> [WHAT YOU ARE ASKED TO DO] Copy out every line of the material below verbatim, from start to end.

> [MATERIAL SUPPLIED]
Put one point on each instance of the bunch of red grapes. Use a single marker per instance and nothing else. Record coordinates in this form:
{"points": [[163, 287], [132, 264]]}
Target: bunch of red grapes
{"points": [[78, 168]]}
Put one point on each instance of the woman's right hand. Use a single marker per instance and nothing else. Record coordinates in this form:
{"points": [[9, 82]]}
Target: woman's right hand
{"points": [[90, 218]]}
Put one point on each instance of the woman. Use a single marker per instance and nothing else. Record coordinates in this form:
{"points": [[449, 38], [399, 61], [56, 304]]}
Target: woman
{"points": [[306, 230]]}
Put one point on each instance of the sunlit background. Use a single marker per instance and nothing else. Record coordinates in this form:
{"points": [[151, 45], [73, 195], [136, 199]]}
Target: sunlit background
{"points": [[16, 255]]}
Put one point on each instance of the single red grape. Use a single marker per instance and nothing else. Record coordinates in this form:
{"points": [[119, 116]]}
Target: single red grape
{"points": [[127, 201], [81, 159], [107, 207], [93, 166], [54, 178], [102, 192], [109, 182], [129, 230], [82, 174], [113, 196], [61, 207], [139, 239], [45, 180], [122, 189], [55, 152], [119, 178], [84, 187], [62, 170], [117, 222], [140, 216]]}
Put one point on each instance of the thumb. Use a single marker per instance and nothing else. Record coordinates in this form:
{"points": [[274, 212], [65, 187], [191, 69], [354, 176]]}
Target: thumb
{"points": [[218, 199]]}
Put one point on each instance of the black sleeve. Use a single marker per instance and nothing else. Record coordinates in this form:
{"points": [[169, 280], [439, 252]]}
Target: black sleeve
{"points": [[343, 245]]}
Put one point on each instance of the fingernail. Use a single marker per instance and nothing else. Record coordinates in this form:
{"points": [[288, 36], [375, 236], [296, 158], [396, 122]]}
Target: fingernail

> [OUTPUT FOR THIS TASK]
Put one point on each instance of the bunch of red grapes. Use a single marker per instance and nothing else. Record coordinates in this form:
{"points": [[163, 287], [132, 264]]}
Target: bunch of red grapes
{"points": [[78, 168]]}
Put one point on each instance of the woman's right hand. Use a single marker per instance and nothing else. Record coordinates in this form:
{"points": [[9, 82]]}
Target: woman's right hand
{"points": [[90, 218]]}
Put one point on each instance of the woman. Use a single marker per instance and nothing else. Record coordinates in this form:
{"points": [[449, 38], [399, 61], [56, 304]]}
Target: woman
{"points": [[306, 230]]}
Put one point on each instance of the sunlit background. Use a single marker per instance and nothing else. Record coordinates in this form:
{"points": [[151, 45], [73, 195], [136, 199]]}
Target: sunlit background
{"points": [[16, 255]]}
Put one point on each instance of the single red grape. Use a single marker per instance and nothing else. Record coordinates in this form:
{"points": [[119, 116]]}
Target: single red grape
{"points": [[127, 201], [81, 159], [107, 207], [93, 166], [54, 178], [102, 192], [109, 182], [129, 230], [82, 174], [113, 196], [61, 207], [139, 239], [45, 180], [122, 189], [55, 152], [119, 178], [84, 187], [62, 170], [117, 222], [140, 216]]}
Put one point on each instance of the thumb. Use a single marker per instance and nothing else. Record coordinates in this form:
{"points": [[274, 212], [65, 187], [191, 69], [354, 176]]}
Target: thumb
{"points": [[218, 199]]}
Put one point on each instance of the black sleeve. Use a single marker per instance and nothing else. Record coordinates in this form:
{"points": [[169, 280], [439, 252]]}
Target: black sleeve
{"points": [[343, 245]]}
Put one point on each instance of the fingernail. Use a single marker per instance and nothing else. Record coordinates in this form:
{"points": [[288, 36], [375, 236], [296, 158], [396, 122]]}
Target: fingernail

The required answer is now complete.